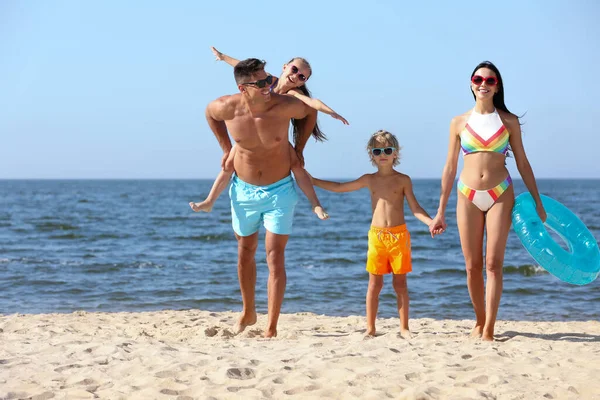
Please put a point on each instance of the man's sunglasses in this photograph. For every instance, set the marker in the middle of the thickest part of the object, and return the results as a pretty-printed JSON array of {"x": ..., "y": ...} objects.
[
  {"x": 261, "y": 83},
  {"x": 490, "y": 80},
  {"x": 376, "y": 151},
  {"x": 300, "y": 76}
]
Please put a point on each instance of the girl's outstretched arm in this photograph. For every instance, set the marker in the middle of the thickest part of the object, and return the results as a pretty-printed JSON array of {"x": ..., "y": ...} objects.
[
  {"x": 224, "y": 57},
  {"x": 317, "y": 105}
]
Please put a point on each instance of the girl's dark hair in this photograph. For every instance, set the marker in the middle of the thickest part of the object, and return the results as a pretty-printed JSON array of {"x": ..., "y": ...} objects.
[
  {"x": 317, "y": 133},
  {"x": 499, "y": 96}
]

○ ○ ○

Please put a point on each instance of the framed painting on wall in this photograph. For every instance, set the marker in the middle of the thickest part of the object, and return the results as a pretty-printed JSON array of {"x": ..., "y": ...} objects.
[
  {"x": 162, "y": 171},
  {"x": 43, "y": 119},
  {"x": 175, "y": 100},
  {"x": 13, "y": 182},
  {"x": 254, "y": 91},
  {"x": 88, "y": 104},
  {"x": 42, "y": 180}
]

○ ○ ○

• _Short problem_: Locate every line in the data above that contains the word "girl", and copy each such line in full.

• _Answer to the task_:
Please put a point on each instance of the girl's outstretched arm in this photograph. For every instance, set the marker in the middle of the thickest part of the object, and return the results as a pretty-printed JSON array of {"x": ..., "y": ...} objects.
Please put a point on each instance of the girl's dark hair in this photograph. For every instance, set the marker in the middle of the thickest part of the object, and return the results as a pretty-printed JSON array of {"x": ..., "y": ...} objects.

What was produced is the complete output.